### Listed records ###

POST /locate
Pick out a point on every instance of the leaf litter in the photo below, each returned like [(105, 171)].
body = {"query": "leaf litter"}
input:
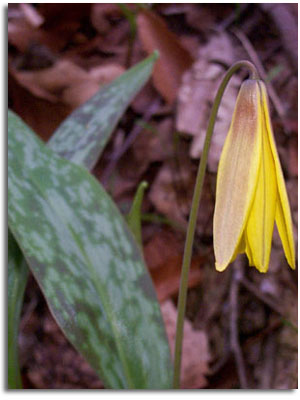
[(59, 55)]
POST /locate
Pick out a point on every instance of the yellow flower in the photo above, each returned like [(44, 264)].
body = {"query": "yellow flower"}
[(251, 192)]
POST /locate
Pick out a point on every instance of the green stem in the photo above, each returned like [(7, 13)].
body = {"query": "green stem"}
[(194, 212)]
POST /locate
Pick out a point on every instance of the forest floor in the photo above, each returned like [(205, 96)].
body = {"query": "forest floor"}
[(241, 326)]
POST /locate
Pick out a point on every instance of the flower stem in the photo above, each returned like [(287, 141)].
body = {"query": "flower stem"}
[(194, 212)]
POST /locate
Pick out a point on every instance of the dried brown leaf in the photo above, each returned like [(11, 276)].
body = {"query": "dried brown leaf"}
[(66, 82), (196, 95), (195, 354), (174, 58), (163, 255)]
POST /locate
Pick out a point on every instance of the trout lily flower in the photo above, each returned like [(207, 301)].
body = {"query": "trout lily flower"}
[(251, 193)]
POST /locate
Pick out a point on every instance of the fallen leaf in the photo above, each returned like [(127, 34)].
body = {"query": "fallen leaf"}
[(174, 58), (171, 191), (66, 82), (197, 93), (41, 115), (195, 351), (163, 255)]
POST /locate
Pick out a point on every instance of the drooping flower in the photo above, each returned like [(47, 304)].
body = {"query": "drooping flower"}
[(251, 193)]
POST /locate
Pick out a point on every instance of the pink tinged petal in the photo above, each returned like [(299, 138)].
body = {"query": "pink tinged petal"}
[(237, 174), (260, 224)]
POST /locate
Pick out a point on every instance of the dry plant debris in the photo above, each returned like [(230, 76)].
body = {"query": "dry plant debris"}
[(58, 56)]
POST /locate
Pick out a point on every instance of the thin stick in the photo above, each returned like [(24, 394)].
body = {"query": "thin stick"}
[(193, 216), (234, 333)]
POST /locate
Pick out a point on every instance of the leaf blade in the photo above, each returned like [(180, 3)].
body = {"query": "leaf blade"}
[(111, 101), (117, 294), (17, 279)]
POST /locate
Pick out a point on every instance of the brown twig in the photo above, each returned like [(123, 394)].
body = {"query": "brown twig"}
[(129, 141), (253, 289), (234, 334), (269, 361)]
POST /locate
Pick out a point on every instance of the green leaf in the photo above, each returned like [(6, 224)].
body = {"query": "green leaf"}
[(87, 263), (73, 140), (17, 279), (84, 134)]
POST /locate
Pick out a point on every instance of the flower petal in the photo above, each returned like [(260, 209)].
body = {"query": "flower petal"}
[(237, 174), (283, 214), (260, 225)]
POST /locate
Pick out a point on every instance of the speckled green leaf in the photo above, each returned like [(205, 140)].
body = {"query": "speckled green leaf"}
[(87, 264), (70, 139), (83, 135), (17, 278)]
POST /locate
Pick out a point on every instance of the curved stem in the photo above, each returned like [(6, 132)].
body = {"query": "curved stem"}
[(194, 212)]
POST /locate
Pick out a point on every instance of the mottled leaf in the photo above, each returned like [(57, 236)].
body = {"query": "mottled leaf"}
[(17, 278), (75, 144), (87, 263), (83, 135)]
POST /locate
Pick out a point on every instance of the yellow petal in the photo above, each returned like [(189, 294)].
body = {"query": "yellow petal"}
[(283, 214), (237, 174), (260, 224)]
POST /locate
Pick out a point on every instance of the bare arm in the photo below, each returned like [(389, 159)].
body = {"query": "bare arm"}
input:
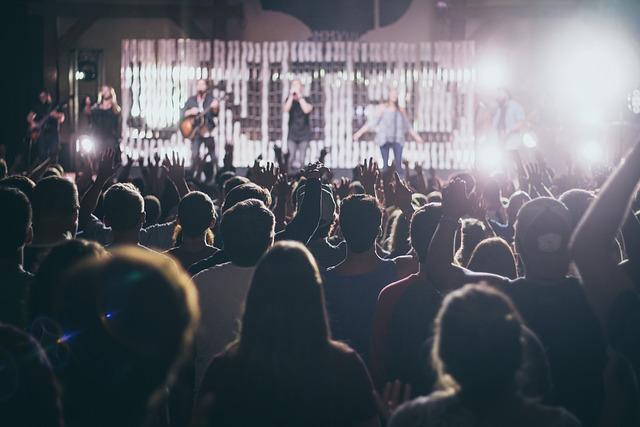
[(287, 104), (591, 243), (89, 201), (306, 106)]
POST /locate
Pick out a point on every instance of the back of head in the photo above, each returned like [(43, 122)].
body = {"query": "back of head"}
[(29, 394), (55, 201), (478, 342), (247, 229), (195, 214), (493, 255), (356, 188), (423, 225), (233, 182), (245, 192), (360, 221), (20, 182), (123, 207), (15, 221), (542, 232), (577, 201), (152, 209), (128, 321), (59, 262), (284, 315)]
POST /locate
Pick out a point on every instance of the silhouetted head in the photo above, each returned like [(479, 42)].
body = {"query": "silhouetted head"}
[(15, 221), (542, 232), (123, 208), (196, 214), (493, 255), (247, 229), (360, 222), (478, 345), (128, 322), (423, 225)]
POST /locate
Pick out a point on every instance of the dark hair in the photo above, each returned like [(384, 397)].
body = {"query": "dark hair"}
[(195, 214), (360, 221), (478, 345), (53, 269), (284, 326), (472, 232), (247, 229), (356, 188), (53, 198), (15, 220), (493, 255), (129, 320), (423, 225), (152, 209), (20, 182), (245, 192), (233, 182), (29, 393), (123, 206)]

###

__What you should do__:
Look above for the line with "Pick out a point on every instance of the brown" and the line with "Pick out a point on every instance of the green leaf". Retype those two lines and every line between them exactly, adding nothing.

__Output of the exercise__:
Pick out a point on every instance of the brown twig in the photo above, each returned like [(123, 394)].
body = {"query": "brown twig"}
[(129, 141), (253, 289), (234, 334), (269, 361)]
POST /locate
Pick out a point on every instance of the green leaf in the photo above, each returned like [(6, 224)].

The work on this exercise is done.